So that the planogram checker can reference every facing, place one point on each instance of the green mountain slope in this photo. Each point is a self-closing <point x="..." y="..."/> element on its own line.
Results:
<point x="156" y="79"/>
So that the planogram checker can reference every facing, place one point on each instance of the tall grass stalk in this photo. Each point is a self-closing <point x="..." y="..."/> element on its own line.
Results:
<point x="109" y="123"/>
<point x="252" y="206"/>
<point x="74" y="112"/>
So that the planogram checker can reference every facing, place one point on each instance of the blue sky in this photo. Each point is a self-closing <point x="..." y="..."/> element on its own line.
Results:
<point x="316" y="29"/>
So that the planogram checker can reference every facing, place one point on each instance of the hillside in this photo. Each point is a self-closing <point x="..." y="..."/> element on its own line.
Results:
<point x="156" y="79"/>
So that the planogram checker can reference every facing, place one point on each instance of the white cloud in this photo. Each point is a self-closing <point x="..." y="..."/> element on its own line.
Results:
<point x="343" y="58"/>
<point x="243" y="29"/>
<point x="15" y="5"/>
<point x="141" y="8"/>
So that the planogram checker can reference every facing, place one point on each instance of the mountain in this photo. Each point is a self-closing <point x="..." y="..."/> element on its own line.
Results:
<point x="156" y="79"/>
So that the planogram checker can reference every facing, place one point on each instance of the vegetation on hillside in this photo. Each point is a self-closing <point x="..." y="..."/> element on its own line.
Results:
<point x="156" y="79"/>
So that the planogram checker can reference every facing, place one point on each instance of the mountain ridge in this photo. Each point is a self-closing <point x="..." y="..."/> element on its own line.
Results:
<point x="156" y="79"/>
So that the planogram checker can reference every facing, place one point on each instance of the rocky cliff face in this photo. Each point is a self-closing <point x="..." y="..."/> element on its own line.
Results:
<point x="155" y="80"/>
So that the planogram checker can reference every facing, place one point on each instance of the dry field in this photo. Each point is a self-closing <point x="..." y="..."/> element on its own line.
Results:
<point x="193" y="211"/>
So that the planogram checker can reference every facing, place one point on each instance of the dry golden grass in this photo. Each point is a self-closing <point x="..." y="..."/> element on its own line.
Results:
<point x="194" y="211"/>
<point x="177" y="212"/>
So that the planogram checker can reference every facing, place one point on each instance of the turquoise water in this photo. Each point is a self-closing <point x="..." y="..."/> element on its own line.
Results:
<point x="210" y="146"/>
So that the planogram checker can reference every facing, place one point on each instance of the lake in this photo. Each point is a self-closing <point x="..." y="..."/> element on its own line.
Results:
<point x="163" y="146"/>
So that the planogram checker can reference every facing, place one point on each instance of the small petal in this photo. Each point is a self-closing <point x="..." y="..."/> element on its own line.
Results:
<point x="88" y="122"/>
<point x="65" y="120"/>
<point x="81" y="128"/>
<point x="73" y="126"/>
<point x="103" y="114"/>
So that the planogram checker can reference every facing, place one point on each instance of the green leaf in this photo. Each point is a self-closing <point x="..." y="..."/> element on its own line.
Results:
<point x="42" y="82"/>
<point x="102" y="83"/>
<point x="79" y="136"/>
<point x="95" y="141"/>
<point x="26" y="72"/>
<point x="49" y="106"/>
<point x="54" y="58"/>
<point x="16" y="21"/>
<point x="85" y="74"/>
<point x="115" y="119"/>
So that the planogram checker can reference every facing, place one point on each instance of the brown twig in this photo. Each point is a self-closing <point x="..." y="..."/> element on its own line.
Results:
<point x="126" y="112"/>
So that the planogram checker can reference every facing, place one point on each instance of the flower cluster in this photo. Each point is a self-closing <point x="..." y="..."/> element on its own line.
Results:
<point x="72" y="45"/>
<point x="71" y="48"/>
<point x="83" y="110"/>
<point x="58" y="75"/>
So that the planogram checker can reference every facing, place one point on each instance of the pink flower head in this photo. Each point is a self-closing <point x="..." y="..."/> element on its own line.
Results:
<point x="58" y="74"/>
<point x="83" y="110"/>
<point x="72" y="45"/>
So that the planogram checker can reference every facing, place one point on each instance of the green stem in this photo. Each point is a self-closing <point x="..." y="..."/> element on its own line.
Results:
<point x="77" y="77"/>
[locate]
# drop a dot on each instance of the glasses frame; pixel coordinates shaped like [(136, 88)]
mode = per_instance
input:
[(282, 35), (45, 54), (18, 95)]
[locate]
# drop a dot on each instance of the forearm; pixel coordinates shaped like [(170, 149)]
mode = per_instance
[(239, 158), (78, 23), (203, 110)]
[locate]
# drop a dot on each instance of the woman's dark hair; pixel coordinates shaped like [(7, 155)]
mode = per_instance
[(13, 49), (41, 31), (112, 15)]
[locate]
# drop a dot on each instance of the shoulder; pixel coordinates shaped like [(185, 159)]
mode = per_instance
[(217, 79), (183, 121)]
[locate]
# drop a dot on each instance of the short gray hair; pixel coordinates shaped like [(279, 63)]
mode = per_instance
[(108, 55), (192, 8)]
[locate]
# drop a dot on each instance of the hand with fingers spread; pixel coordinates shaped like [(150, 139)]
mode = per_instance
|---|
== The problem ==
Please go through the listing and return each line that has "coordinates" in it.

== Answer box ==
# drop a dot on each instance of the glasses frame; pixel coordinates shaped like [(136, 88)]
# drop a dot on each instance of the forearm; pixel coordinates shaped like [(170, 149)]
# drop a dot on each instance of the woman's dark hair; pixel coordinates shaped like [(7, 155)]
# drop a dot on each instance of the shoulder; pixel coordinates shaped like [(185, 159)]
# drop a dot on each instance of the short gray hair; pixel coordinates shaped like [(279, 63)]
# drop a dot on each instance of the hand with fingers spread; pixel coordinates shaped like [(150, 139)]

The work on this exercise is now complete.